[Given text Boundary: Start]

CONI and the Paralympic Committee have joined forces with the Politecnico di Torino to produce the report: “Relaunching sport safely”. It sets out, in 404 pages, the details and risks of infection from 0 to 4: the least safe sports are combat sports, team sports and certain individual disciplines like the long jump. Protective goggles for tennis.
In the already complicated process of relaunching sport another element of confusion was the last thing that was needed. Though unintentionally, and with the mitigating factor of good intentions, the various medical-scientific committees of each individual sports federation had set out their own exit strategies from the Covid-19 emergency. It was therefore necessary to summarise all the issues facing each individual sport in a single document using the same criteria. Both CONI and CIP (the Paralympic Committee) have commissioned the Politecnico di Torino to develop a single manual for the 387 sporting disciplines. The report has already been delivered to the Minister of Sport, Vincenzo Spadafora, the person who had actually requested it from presidents Malagò and Pancalli. His ministry is responsible for its overall evaluation and subsequent presentation to the CTS, the government’s scientific technical committee. It will fall to Palazzo Chigi to make the final decision, to issue authorisations and to announce when it will be possible to reopen facilities also for basic activities. Another issue regards the resumption of individual training for “athletes of national interest”. They will be able to do this from 4 May, though with many difficulties owing to the scarcity of available facilities.
Risk factors from 0 to 4
A painstaking, complete and complex document of 404 pages entitled: “Relaunching sport safely”. The report includes recommendations by the Federation of Sports Doctors (FMSI), the only sports body recognised and therefore accredited by the Ministry of Health. It contains page after page of tables: each individual sport is placed on a grid to define its risk factors on a scale from 0 to 4: 0 non-existent, 1 poor, 2 medium, 3 high, 4 very high. The experts at the Polytechnic started, based on self-assessments provided by the individual sports, to examine the dangers of each discipline based on an analysis of the training locations, the competitive locations and, once the emergency has passed, the impact of public attendance at events. We might call them guidelines for athletes, coaches, and medical and logistical staff. For everyone, the need to comply with the required distances between people is the first commandment.

[Given text Boundary: End]

Continue the text on the "Relaunching sport safely" report from the point where it stops.

[Information provided Boundary: Start]

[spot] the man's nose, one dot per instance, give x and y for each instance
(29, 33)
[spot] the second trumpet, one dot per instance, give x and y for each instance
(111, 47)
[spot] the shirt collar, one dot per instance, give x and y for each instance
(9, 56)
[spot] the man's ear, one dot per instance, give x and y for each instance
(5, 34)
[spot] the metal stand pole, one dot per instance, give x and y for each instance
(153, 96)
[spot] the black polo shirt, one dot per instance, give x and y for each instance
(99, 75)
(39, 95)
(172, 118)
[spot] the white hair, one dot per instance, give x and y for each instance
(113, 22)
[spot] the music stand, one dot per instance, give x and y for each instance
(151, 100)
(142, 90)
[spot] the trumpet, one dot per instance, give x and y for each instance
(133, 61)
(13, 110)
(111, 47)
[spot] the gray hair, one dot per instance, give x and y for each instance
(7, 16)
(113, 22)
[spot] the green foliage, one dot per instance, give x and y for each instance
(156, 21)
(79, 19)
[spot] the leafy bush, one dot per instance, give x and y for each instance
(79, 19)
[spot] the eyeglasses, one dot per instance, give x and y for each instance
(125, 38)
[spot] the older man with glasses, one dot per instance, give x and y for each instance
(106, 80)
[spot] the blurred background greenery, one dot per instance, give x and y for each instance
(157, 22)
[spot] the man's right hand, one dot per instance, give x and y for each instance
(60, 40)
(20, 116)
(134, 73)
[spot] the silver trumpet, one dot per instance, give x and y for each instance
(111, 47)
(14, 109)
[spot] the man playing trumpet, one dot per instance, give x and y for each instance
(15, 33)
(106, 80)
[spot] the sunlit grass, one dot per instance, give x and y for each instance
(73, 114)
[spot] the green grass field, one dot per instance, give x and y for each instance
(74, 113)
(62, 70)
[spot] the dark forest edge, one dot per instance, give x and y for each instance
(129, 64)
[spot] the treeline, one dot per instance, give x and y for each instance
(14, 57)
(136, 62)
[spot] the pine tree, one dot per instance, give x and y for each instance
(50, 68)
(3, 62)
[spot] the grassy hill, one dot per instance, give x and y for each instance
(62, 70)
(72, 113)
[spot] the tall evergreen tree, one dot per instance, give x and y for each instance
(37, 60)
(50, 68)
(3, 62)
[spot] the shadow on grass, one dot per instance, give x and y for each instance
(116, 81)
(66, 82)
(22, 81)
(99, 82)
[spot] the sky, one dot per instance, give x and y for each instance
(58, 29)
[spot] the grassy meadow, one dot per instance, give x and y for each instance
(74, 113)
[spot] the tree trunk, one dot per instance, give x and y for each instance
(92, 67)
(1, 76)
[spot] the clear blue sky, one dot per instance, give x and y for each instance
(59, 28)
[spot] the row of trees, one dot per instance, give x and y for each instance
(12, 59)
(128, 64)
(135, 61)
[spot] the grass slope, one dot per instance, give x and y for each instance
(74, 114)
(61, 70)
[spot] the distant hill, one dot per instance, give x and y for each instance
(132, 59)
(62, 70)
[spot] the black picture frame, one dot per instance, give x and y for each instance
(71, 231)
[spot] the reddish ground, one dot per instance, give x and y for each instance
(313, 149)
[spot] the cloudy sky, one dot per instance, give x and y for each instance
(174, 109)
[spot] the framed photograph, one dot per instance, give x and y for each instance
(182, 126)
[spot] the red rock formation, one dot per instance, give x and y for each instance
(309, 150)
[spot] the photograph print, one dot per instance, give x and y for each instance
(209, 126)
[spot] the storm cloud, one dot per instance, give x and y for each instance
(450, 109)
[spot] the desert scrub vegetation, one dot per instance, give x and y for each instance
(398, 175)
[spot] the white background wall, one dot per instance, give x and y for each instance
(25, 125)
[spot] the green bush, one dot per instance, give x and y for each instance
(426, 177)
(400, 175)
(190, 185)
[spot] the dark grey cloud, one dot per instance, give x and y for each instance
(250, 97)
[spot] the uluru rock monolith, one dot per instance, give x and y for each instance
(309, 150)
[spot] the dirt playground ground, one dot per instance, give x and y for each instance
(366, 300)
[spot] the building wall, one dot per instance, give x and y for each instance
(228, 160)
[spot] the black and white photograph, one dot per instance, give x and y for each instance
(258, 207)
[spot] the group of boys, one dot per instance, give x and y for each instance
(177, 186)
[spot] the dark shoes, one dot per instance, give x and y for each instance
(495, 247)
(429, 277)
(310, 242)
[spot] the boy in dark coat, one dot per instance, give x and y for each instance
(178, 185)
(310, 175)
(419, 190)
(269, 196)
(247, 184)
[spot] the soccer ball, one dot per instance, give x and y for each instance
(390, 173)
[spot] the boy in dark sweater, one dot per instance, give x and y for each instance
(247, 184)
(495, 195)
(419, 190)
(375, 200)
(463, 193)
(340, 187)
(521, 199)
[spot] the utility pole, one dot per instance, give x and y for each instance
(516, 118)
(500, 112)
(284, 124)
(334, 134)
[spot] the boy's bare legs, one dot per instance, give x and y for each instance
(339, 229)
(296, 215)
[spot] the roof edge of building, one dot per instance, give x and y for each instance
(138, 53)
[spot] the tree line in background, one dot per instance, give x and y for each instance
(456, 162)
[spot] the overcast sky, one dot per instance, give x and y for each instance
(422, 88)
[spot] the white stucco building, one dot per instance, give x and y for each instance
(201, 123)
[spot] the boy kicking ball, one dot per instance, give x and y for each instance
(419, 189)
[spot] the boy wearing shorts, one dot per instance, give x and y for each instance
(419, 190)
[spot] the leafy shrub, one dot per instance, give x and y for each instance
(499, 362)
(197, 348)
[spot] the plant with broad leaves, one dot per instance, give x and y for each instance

[Information provided Boundary: End]

▶ _Answer to the exercise_
All team sports are in a risk class of 2 to 4: therefore medium-high. In football and volleyball, for example, the risk factor rises to 3 due to the number of players involved, contact between the athletes themselves and their proximity in changing rooms. In basketball, the risk factor rises to 4 due to the indoor training and competitive environment. Again in team sports, training to try out tactical schemes is forbidden and must be replaced by theory-based activities. When a match takes place swabs must be taken 48 hours before the event, with face masks being used by players sitting on the bench.
Among the specific individual sports, swimming and athletics (in the sense of running) have a risk factor of 0 during training which, however, rises to 3 during competitive races, due to the possibility of contact between the athletes. Long jump, on the other hand, is a discipline regarded as high risk (4) due to the need to land in sand: a non-sanitised and easily dispersed surface. For both singles and doubles tennis protective goggles are recommended to avoid contact between the eyes and hands, together with the use of personalized balls. In combat sports, for example boxing and judo, there is no possibility of complying with the safety criteria. For disciplines requiring the use of equipment, like archery, high jump and fencing, each individual piece of equipment must be disinfected before and after training. Another issue regards multiple crews in rowing and sailing, for which the number of athletes must be reduced. Sports with a low risk of infection, again provided that personal distancing is respected, are golf, cycling, horse riding and artistic gymnastics (unlike rhythmic gymnastics which involves group choreography).
The ethical role of athletes: “Everyone protects everyone else”
The report by the Politecnico di Torino concludes with a recommendation intended for each individual athlete. “Athletes, as public figures, role models for values, and as people of high dedication and resilience, can help to convey these socially responsible habits according to the principle of “EVERYONE PROTECTS EVERYONE ELSE”.